#### Objective
Render every line of the listing below as a numbered list, skipping any blank lines. Omit the pictures from your answer.
== Supplied material ==
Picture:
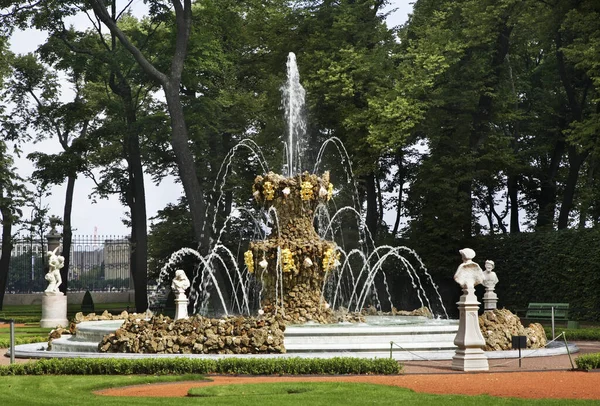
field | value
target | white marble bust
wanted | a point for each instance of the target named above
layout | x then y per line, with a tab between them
55	263
180	283
490	279
468	274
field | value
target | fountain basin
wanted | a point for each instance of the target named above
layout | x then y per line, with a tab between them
413	339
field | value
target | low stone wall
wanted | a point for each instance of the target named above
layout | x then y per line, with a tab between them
498	326
21	299
197	335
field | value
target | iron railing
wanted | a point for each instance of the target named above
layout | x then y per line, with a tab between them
97	263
===
#### Exercise solution
1. Picture:
2. field | value
3. target | white marble bust
4. wanted | a point for each instance of the target named above
5. layout | x then y per line, with a tab between them
6. 55	263
7. 180	283
8. 490	279
9. 468	274
10. field | value
11. target | fountain basin
12. wanted | a point for each instance of the target named above
13. layout | x then y per line, with a tab between them
14. 413	339
15. field | value
16. target | low stone wall
17. wanted | a point for each instance of the target named above
18. layout | x then y per line, with a tab between them
19. 498	326
20. 21	299
21. 197	335
22. field | value
23. target | iron railing
24. wanted | a point for each instance of the target named above
25. layout | x then y per line, with a tab between them
26. 97	263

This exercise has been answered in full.